Text under study Block Start

We were contacted by Byron Shire Council recently and offered the opportunity to feature the artworks of our some of our amazingly talented High School students as part of a street art project. The theme was people and places of the Shire. The current COVID lockdown has prevented the opening celebration from going ahead. But the artwork is up and it looks great. So next time you're in town, stop and have a look. You will see these masterpieces, created by students from Years 7, 8 and 9. Congratulations to Zen Giannoni, Maya Chaffer, Sol Bailey, Macushla Bere, Aimee Green, Zoe Newell, Ella Bowen Piercy, Zemmer Arbiv and the Year 8 collective, and thank you for sharing your creative work!
Why can’t children vote?
Why does the government have so much power over us?
Why do people without jobs get paid when that’s not the case in other countries?
Why does the government allow people to cut down so many trees?
Why don’t refugees have the right to get citizenship and vote in Australia?
Why is Adani allowed to destroy the Great Barrier Reef?
Why can’t everyone have the right to citizenship?
Why can’t teenagers vote if it is their future? Shouldn’t they decide for themselves?
Do you trillionaires feel responsibility or the need to do something good for the world with all that money?
Who was the King of England?
What happens in Parliament?
Can the government make laws whenever they want?
What would happen if we didn’t have a government?
Why are some Australians so foolish to vote for a bad prime minister?
Why can’t kids drive cars?
Who was the first Governor General?
When was the first law made in Australia and who made it?
What is it about the Democratic Party and the Republican Party in the US?
Who was the first Queen of England?
How much power does the government have?
How does the voting system work to elect the Prime Minister?
Who made school days?
Why do Prime Ministers always seem to be so rich?
Who invented the idea of a government?
Why are there so few women in government?
These are the questions that occupy our young people's minds in Class 6. Their desire to connect the dots from what they overhear adults talking about, and to deepen the quest, is a wonderful step beyond the small world of interest in clothes, screen time and peer groups for the 12-year-old child. We emerged from this Main Lesson with sense of belonging to Australia and its living democracy, along with a profound understanding of privilege, especially when applied to the Australian Citizenship test — I am happy to report that everyone "passed" it!

Text under study Block End
Material supplied Block Start

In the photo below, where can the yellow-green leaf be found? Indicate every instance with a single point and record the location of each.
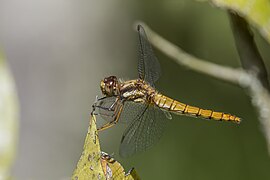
(256, 12)
(8, 119)
(94, 164)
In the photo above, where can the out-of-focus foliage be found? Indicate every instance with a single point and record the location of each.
(257, 12)
(94, 164)
(8, 119)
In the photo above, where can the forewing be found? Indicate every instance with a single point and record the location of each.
(148, 66)
(104, 105)
(130, 111)
(144, 131)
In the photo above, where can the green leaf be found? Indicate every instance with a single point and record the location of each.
(94, 164)
(256, 12)
(9, 114)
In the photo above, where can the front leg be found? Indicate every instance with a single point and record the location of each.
(115, 119)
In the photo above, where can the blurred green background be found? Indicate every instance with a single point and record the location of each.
(60, 50)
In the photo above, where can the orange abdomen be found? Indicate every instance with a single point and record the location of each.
(177, 107)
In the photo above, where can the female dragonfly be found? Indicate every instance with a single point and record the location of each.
(139, 103)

Material supplied Block End

• _Using the information_:
1. In the school text, students from which years created the street artworks?
2. Translate this sentence from the school text into Spanish: "The theme was people and places of the Shire."
3. Please copy the passage of the school text starting with "Why do people" and going on through "first Governor General?".

• _Task-by-task results_:
1. Years 7, 8 and 9.

2. El tema fueron las personas y los lugares del Shire.

3.
Why do people without jobs get paid when that’s not the case in other countries?
Why does the government allow people to cut down so many trees?
Why don’t refugees have the right to get citizenship and vote in Australia?
Why is Adani allowed to destroy the Great Barrier Reef?
Why can’t everyone have the right to citizenship?
Why can’t teenagers vote if it is their future? Shouldn’t they decide for themselves?
Do you trillionaires feel responsibility or the need to do something good for the world with all that money?
Who was the King of England?
What happens in Parliament?
Can the government make laws whenever they want?
What would happen if we didn’t have a government?
Why are some Australians so foolish to vote for a bad prime minister?
Why can’t kids drive cars?
Who was the first Governor General?